# AUSGEWÄHLTER TEXT:
>>>

Digital Assets Briefing
Die Hochschule für Wirtschaft Zürich lanciert europaweit die erste CAS-Ausbildung für Bitcoin-Anlageexperten. Tippinpoint sprach mit dem Verantwortlichen für diesen Studiengang.
31. Mai 2024 • Werner Grundlehner

Der CAS-Studiengang (Certificate of Advanced Studies) Bitcoin Economy» (Certificate of Advanced Studies) startet im März 2025. Die Hochschule für Wirtschaft Zürich (HWZ) bildet Finanzexperten darin aus, wie der Bitcoin in das traditionelle Finanz- und Geldwesen integriert werden kann. Dieser Studiengang ist in Europa (noch) einzigartig und ergänzt das Angebot der HWZ im Bereich Digital Finance.

<<<

# QUELLENAUSZUG:
>>>

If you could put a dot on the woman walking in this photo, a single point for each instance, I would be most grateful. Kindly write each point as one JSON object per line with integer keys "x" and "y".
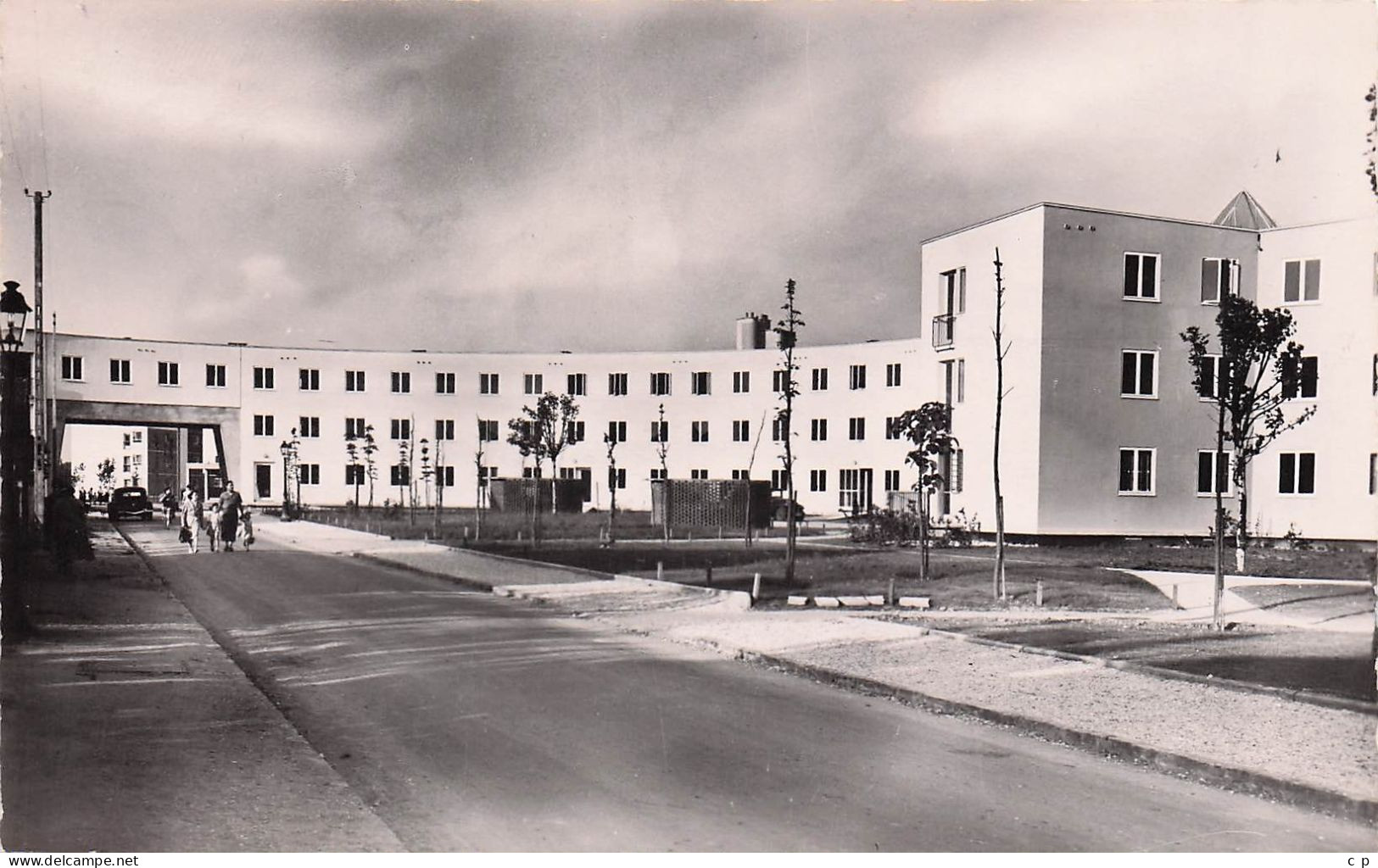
{"x": 192, "y": 518}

<<<

# AUFGABE 1:
In welchem Monat und Jahr beginnt laut dem Text über die Bitcoin-Ausbildung der HWZ der neue Studiengang?
# AUFGABE 2:
Schreiben Sie aus dem Text über die Bitcoin-Ausbildung der HWZ den Abschnitt ab, der mit den Worten "31. Mai 2024" einsetzt und mit "Bereich Digital Finance." schließt.
# AUFGABE 3:
Führen Sie den Text über die Bitcoin-Ausbildung der HWZ im Anschluss an seinen letzten Satz weiter.

# ENDERGEBNIS 1:
Im März 2025.

# ENDERGEBNIS 2:
31. Mai 2024 • Werner Grundlehner

Der CAS-Studiengang (Certificate of Advanced Studies) Bitcoin Economy» (Certificate of Advanced Studies) startet im März 2025. Die Hochschule für Wirtschaft Zürich (HWZ) bildet Finanzexperten darin aus, wie der Bitcoin in das traditionelle Finanz- und Geldwesen integriert werden kann. Dieser Studiengang ist in Europa (noch) einzigartig und ergänzt das Angebot der HWZ im Bereich Digital Finance.

# ENDERGEBNIS 3:
Und in den Short Cuts diese Woche:
• Projekt für Tokenisierung in den USA treibt Chainlink-Coin
• NYSE will mit Coindesk Bitcoin-Optionen lancieren
Blackrock wird zur Nummer eins


Einerseits geht es der Akademie darum, die Teilnehmenden auf eine der wichtigsten technologischen Entwicklungen unserer Zeit vorzubereiten, andererseits muss die Hochschule auch ihre Position verteidigen, denn in den traditionellen Banking-Studiengängen sinkt die Zahl der Studierenden. Tippinpoint hat sich mit Costantino Lanni, dem Leiter des Centers for Financial Studies an der HWZ, unterhalten.

Herr Lanni, was hat den Ausschlag gegeben, diesen Studiengang zu lancieren. War es der Wille, als Hochschule innovativ zu sein, oder kam die Nachfrage von aussen – von der Finanzindustrie?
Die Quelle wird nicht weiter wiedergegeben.